_WHAT THE TASK REQUIRES_
Can you copy the lines from the one that contains "concrete weir, once" through the end of the material below, exactly and with nothing else?

_Coordinate annotation records_
---*---

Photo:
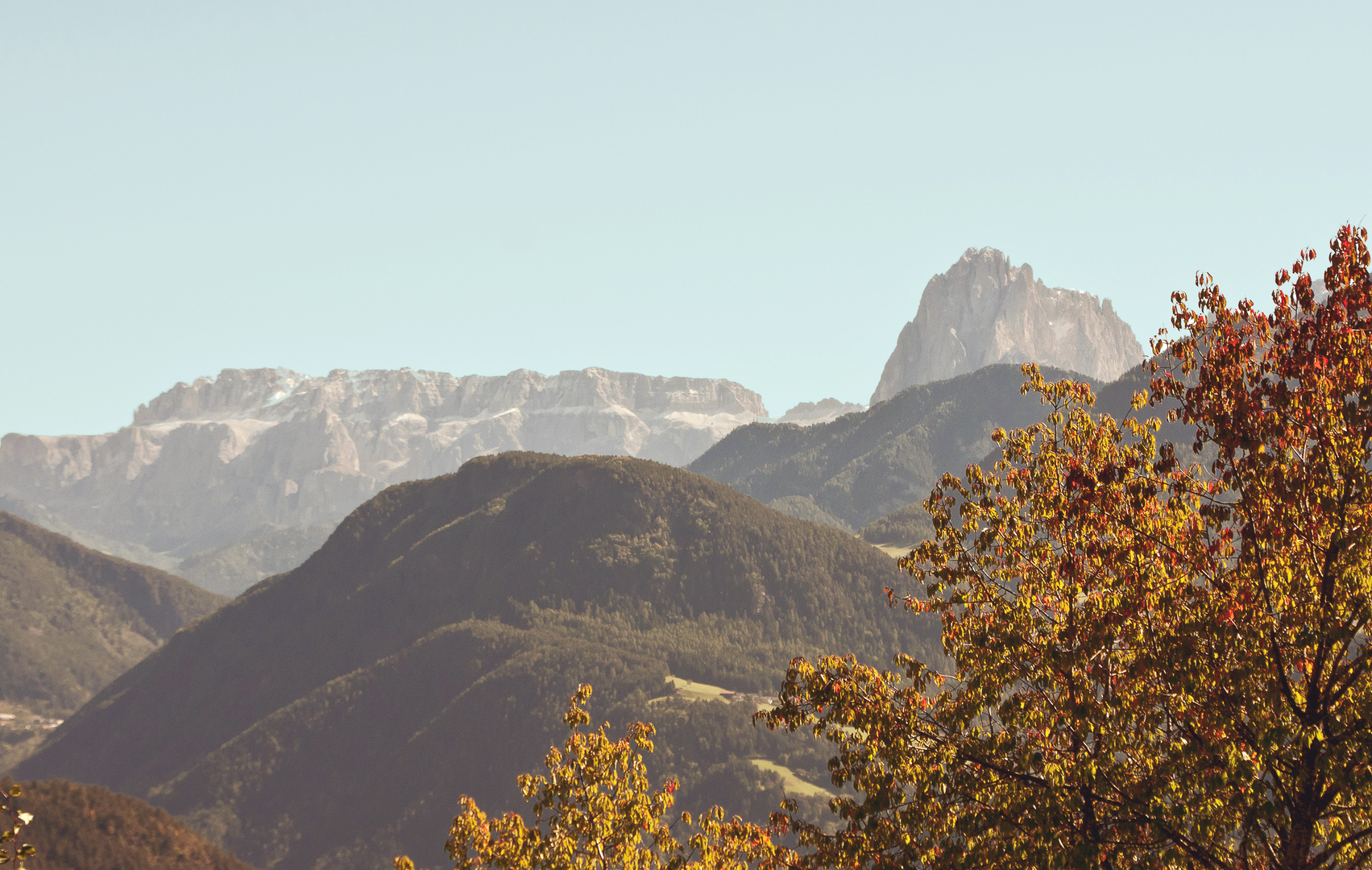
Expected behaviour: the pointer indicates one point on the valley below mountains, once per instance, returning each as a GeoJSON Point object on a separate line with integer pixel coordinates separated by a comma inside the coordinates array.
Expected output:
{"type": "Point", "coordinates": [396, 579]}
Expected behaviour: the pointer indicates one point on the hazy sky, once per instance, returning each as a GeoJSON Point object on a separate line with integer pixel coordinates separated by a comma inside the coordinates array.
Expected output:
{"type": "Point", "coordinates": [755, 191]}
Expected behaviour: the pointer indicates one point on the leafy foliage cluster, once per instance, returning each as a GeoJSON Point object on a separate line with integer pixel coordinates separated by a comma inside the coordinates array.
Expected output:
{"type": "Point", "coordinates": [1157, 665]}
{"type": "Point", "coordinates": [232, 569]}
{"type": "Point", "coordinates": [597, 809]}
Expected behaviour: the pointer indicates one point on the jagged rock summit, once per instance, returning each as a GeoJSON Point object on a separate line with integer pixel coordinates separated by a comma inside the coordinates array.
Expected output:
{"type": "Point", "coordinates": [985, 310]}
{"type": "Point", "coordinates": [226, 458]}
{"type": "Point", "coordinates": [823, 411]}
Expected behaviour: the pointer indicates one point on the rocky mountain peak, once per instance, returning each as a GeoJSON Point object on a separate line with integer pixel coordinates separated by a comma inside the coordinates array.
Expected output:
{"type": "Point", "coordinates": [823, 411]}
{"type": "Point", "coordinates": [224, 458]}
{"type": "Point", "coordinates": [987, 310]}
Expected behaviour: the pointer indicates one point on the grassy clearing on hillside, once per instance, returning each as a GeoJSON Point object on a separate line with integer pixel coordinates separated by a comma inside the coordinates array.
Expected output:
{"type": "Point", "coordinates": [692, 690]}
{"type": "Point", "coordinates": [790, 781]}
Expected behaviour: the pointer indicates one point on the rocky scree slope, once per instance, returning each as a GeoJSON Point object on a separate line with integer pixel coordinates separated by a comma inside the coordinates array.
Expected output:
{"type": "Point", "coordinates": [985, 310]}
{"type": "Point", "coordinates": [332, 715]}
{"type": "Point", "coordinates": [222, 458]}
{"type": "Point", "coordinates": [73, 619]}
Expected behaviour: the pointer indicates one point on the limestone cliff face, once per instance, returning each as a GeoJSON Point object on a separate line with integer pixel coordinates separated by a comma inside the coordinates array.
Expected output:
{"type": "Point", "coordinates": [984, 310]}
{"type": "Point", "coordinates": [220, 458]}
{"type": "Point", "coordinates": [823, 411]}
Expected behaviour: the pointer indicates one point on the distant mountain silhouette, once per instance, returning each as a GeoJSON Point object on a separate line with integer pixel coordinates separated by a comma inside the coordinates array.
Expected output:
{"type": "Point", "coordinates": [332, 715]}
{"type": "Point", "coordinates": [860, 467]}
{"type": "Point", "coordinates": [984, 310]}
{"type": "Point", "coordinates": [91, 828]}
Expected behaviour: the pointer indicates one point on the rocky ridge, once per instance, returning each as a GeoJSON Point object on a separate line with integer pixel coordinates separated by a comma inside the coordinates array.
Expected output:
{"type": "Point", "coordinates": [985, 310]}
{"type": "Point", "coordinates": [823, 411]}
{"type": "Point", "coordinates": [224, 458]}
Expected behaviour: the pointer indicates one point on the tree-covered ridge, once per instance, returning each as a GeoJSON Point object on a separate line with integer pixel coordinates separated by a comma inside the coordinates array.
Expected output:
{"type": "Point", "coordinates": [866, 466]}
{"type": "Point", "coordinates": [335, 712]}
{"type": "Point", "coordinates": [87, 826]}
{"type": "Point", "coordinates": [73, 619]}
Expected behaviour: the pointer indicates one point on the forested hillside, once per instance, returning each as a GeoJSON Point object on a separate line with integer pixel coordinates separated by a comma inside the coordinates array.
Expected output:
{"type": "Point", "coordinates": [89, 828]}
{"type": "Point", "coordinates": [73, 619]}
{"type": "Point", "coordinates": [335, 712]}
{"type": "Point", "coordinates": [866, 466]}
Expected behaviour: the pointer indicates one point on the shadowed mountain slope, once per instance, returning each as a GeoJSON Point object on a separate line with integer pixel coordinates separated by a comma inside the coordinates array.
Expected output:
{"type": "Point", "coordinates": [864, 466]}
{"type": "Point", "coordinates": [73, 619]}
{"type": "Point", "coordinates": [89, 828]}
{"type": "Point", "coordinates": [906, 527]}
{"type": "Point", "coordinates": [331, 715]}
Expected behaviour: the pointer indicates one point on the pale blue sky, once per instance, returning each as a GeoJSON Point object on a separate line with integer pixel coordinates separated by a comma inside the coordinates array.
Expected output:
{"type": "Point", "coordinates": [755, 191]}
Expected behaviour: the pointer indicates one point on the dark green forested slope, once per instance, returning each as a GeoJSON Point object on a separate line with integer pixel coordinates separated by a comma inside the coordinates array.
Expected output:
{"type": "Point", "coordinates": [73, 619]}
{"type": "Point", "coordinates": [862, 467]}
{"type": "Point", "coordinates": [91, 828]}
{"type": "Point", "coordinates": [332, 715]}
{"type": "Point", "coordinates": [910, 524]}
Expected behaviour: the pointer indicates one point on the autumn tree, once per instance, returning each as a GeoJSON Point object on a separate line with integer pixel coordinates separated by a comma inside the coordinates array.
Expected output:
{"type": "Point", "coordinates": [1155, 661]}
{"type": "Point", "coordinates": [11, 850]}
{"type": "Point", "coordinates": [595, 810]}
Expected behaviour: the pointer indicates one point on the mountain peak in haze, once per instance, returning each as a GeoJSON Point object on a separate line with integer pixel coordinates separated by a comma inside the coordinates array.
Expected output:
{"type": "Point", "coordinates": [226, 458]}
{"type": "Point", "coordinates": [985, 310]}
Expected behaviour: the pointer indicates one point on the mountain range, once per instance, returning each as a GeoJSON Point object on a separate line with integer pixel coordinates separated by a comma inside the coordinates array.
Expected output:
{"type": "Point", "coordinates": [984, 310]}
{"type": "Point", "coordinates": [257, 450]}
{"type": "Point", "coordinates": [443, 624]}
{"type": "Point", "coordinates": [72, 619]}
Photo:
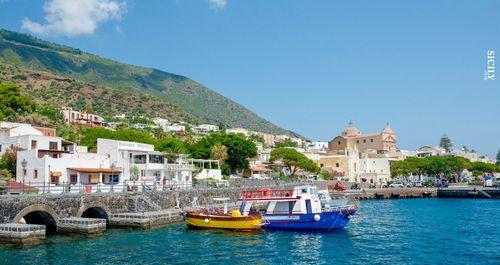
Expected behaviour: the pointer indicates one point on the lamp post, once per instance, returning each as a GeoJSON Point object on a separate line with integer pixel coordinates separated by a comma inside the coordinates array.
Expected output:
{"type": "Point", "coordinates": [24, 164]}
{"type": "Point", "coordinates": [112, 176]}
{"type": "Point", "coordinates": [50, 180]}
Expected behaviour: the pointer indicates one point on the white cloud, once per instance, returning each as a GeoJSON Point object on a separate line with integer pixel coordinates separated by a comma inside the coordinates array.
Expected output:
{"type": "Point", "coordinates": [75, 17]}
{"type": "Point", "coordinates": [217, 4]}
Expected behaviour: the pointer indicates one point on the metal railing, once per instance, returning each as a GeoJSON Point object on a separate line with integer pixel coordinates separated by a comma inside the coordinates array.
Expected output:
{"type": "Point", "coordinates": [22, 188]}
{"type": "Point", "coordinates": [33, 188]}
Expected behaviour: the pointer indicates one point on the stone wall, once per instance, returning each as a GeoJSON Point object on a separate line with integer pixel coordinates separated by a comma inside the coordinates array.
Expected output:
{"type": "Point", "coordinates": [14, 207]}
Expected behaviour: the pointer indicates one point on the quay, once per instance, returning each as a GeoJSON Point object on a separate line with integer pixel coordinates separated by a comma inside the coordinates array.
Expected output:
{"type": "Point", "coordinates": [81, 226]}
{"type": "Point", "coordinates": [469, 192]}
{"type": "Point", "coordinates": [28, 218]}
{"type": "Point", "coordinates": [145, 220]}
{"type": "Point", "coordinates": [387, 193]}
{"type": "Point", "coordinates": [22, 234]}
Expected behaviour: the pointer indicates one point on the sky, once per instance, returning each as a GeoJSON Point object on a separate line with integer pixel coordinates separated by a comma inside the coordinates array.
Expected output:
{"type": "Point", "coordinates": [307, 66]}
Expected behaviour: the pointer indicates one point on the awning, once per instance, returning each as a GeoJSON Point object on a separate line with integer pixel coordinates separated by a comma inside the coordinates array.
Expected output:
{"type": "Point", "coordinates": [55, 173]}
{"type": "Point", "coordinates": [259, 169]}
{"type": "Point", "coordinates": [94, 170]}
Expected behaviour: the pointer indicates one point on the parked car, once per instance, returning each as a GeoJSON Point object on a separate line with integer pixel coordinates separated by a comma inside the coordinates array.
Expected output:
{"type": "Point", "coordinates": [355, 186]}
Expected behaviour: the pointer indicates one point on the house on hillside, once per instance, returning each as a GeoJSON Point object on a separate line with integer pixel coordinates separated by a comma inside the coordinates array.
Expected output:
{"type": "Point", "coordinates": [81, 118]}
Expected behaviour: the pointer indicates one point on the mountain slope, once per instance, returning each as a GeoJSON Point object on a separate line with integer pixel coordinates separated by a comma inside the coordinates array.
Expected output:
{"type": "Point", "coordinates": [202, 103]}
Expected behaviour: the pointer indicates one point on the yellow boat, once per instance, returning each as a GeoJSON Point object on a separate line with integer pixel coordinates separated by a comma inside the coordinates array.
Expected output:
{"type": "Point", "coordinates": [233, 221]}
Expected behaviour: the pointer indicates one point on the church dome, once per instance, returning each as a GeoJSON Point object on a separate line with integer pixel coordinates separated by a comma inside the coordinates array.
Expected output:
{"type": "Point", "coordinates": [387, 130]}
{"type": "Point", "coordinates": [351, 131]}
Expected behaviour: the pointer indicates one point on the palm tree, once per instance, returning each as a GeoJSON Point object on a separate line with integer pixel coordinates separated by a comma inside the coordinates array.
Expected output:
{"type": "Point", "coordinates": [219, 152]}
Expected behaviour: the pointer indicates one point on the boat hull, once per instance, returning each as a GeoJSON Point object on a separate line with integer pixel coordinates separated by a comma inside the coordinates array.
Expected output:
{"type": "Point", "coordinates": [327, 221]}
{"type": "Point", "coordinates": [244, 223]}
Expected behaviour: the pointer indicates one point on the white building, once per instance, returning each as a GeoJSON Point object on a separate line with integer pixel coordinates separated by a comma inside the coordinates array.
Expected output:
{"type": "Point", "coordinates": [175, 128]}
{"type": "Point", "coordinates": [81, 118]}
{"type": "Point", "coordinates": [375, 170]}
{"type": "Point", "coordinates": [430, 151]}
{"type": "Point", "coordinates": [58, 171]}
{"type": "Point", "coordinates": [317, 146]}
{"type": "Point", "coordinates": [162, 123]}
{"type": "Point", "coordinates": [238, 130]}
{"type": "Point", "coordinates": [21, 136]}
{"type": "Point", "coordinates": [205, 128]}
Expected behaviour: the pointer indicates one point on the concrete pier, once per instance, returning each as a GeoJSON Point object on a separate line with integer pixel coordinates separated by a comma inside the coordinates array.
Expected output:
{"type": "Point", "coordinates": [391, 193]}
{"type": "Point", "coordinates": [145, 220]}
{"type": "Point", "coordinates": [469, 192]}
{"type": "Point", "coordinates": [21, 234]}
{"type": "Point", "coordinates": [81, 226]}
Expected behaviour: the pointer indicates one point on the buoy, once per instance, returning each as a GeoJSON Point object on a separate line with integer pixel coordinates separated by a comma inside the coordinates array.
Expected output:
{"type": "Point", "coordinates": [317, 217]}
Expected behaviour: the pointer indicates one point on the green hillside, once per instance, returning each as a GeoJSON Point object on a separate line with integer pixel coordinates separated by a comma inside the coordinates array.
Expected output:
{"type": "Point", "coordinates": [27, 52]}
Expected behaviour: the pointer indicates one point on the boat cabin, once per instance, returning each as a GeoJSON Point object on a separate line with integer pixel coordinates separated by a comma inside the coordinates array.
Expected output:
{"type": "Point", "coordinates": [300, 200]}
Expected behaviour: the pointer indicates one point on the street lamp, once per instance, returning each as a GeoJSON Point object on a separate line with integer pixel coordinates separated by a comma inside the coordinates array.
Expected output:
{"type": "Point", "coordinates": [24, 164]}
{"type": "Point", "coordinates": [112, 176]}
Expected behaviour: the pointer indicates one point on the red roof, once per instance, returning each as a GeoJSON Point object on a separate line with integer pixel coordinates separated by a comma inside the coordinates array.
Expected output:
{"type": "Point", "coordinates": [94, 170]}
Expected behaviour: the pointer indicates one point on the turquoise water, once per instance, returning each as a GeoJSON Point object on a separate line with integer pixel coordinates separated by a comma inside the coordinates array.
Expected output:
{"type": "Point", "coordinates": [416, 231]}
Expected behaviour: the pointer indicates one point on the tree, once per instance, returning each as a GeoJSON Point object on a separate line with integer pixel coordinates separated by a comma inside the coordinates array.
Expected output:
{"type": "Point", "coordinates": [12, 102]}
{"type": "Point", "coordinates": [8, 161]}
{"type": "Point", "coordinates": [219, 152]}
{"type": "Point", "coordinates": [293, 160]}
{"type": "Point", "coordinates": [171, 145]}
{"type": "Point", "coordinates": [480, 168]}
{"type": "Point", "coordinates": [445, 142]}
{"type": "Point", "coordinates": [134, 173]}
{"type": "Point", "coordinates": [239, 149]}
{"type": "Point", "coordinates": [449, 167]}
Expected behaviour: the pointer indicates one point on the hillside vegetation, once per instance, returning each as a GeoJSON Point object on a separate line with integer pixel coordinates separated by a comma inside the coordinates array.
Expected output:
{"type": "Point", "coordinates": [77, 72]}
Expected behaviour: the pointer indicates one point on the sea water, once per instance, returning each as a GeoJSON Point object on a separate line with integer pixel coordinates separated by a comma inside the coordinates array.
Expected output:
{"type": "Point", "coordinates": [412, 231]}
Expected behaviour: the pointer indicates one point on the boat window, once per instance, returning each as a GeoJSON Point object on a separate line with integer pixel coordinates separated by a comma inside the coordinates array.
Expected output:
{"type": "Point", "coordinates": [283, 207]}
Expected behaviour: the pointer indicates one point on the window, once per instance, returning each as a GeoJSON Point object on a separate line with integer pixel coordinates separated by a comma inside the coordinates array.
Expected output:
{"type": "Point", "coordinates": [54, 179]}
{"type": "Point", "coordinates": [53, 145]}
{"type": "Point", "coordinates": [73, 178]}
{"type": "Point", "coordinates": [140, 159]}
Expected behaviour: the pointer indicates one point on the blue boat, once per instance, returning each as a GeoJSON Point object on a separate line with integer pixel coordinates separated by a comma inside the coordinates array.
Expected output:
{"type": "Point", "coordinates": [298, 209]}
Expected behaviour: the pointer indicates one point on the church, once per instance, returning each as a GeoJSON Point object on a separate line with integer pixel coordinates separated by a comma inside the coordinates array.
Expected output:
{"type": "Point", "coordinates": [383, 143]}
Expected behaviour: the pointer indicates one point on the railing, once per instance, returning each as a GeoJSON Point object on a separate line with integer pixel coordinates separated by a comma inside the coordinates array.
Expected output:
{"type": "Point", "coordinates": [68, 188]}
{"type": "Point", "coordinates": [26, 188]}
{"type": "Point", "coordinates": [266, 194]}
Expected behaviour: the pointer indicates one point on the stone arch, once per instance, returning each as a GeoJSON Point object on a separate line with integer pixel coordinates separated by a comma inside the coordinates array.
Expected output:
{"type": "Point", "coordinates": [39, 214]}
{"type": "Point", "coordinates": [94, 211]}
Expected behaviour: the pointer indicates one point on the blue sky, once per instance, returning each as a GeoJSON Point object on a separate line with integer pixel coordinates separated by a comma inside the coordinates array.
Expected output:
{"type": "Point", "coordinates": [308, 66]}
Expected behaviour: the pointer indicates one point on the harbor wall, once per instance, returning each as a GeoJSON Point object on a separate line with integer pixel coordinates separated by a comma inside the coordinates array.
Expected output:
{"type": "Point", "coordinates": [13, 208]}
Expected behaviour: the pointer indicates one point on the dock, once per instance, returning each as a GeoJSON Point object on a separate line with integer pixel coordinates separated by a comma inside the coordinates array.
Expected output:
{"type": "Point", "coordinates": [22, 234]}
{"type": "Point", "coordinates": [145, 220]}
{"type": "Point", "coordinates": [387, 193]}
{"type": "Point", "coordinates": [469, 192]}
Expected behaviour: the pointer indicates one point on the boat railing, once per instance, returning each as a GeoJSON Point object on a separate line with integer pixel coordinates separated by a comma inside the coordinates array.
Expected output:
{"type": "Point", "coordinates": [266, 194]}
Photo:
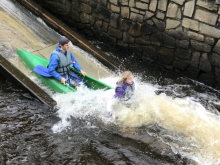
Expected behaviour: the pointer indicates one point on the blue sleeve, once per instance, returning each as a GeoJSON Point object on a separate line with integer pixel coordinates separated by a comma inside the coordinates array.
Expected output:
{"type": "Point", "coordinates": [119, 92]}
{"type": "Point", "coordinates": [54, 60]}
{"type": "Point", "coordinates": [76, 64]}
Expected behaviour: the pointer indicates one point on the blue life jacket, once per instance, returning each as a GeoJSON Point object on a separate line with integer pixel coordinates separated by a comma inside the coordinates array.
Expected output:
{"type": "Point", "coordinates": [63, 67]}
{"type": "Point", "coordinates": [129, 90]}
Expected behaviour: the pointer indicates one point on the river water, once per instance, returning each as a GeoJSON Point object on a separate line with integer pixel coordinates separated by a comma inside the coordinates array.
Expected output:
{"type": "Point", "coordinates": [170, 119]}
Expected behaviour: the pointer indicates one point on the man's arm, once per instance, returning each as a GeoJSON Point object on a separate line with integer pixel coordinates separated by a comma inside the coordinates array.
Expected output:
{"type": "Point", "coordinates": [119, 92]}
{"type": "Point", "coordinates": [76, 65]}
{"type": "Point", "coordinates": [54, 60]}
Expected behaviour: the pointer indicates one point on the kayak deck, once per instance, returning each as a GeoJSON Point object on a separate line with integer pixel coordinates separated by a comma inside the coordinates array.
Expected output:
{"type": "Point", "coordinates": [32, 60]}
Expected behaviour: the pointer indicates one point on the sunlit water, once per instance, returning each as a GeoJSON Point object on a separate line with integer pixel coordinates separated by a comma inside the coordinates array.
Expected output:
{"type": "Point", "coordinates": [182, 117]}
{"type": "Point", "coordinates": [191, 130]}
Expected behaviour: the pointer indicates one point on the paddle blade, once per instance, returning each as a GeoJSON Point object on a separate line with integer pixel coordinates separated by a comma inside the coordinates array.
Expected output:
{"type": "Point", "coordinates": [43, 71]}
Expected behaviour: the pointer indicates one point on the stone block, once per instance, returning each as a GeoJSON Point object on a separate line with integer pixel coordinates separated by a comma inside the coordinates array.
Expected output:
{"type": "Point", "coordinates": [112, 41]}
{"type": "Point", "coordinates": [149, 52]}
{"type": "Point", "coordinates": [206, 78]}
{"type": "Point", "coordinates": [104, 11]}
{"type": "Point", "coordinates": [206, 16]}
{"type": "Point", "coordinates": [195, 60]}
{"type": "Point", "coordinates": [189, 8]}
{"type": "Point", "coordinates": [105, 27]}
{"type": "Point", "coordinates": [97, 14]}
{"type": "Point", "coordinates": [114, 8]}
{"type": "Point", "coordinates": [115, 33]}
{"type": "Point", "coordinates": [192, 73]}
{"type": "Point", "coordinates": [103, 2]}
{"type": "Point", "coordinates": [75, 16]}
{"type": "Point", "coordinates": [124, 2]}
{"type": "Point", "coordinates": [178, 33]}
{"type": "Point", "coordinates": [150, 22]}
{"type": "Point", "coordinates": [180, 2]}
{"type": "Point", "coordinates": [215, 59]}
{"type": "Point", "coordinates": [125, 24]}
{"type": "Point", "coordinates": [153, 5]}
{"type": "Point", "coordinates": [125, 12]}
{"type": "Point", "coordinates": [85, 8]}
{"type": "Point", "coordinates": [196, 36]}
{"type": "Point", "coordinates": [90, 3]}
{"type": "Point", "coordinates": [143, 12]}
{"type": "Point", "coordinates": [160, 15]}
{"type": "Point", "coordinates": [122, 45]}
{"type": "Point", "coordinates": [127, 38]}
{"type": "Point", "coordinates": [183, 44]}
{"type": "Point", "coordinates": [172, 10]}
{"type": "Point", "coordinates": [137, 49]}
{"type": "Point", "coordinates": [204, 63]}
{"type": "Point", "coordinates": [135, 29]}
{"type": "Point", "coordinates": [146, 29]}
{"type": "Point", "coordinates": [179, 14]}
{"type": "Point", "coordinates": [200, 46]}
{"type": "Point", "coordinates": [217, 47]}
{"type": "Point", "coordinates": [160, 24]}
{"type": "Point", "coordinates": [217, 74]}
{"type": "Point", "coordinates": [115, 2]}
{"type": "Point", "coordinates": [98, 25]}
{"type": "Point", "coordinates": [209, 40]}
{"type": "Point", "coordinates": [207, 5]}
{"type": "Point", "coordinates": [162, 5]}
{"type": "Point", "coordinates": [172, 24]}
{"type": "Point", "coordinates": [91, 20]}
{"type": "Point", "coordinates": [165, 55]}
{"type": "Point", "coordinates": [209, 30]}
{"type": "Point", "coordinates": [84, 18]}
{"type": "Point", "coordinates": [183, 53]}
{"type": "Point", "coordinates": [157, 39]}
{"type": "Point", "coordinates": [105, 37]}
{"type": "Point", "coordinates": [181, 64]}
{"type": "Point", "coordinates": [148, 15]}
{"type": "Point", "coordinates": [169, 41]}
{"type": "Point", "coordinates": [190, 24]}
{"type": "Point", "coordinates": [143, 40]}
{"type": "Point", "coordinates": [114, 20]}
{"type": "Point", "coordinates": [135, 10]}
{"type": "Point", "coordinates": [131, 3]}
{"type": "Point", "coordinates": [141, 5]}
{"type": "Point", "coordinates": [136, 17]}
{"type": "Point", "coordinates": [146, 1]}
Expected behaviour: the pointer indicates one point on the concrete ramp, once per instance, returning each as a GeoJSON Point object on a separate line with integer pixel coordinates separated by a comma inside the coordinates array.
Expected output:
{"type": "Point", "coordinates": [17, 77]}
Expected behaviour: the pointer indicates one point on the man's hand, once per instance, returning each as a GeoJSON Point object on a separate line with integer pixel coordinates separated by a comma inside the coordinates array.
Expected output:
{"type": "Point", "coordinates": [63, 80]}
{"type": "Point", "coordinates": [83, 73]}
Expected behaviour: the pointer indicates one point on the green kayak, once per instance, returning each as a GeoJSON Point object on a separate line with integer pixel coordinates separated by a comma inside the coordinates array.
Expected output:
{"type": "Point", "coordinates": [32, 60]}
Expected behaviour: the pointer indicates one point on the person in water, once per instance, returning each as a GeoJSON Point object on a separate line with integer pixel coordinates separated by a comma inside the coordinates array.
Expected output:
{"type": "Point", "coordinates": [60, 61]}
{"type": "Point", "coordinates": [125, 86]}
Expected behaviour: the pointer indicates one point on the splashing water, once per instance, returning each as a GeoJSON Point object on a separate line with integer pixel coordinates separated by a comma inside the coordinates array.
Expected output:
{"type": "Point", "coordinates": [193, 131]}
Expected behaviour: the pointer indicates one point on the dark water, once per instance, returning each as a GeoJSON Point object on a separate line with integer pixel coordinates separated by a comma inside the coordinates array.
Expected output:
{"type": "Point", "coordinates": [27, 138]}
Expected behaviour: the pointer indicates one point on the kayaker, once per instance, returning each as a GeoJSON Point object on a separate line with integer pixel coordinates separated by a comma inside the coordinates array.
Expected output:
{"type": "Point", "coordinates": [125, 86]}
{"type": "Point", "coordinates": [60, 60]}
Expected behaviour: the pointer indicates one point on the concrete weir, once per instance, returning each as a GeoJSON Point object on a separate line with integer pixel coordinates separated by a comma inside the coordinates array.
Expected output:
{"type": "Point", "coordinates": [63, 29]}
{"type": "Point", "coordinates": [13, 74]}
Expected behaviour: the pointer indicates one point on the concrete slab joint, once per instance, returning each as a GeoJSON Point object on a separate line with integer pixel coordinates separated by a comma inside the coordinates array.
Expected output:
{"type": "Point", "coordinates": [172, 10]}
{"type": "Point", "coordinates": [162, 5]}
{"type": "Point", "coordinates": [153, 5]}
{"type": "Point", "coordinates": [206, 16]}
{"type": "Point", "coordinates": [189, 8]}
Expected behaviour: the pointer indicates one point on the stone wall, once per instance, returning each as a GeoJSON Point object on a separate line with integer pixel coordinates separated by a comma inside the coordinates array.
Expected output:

---*---

_TASK RESULT_
Expected behaviour: the pointer indicates one point on the concrete weir, once per instance, returning each as a GeoJSON Point object on a separate line with integer pixel coordinates separated by a comma inside the coordinates array.
Expected output:
{"type": "Point", "coordinates": [63, 29]}
{"type": "Point", "coordinates": [13, 74]}
Expected behaviour: the pointer indicates one point on the concrete slab joint, once per instance, returning each as a GeoJSON Point object on a separate line with integer pixel coordinates separated by a comma inside the coordinates array.
Expected output:
{"type": "Point", "coordinates": [172, 10]}
{"type": "Point", "coordinates": [162, 5]}
{"type": "Point", "coordinates": [153, 5]}
{"type": "Point", "coordinates": [206, 16]}
{"type": "Point", "coordinates": [189, 8]}
Expected behaviour: the pointer indicates one point on the stone wall, once per instance, returning each as a GeoJSON Point object on a separate line with integer pixel coordinates separated by a comma inside the coordinates array.
Expected output:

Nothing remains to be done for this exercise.